-- begin Information given --

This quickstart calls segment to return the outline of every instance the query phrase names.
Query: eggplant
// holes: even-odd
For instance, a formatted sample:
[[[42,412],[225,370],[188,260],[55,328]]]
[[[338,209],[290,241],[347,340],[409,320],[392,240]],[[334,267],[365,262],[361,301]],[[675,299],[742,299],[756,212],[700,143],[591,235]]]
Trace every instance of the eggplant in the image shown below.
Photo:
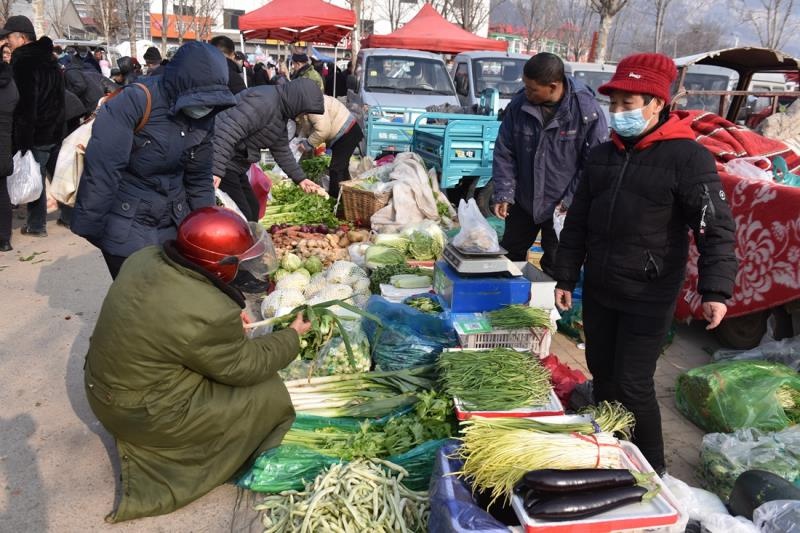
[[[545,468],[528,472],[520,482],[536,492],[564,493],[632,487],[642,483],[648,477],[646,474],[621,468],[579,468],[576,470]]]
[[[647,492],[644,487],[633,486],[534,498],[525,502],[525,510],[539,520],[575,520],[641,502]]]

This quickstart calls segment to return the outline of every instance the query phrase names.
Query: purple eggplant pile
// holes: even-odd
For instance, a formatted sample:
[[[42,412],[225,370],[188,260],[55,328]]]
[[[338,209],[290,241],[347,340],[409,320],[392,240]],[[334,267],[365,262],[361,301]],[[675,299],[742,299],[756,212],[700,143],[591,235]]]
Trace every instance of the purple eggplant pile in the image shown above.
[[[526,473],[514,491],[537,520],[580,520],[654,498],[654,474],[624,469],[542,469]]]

-- end Information given --
-- begin Information given --

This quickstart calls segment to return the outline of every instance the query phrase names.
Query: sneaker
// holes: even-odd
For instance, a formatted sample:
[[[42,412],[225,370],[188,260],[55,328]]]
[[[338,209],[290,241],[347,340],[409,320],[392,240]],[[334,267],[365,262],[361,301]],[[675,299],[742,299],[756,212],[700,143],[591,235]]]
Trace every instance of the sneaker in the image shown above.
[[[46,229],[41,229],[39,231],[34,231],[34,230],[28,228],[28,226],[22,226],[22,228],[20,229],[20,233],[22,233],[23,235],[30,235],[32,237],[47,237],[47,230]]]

-- end Information given --

Description of the task: Collect each line of the records that contains the word "shown".

Expected output:
Trace every instance of the eggplant in the image shown below.
Trace every instance of the purple eggplant pile in the image shown above.
Trace every instance of the sneaker in the image shown above.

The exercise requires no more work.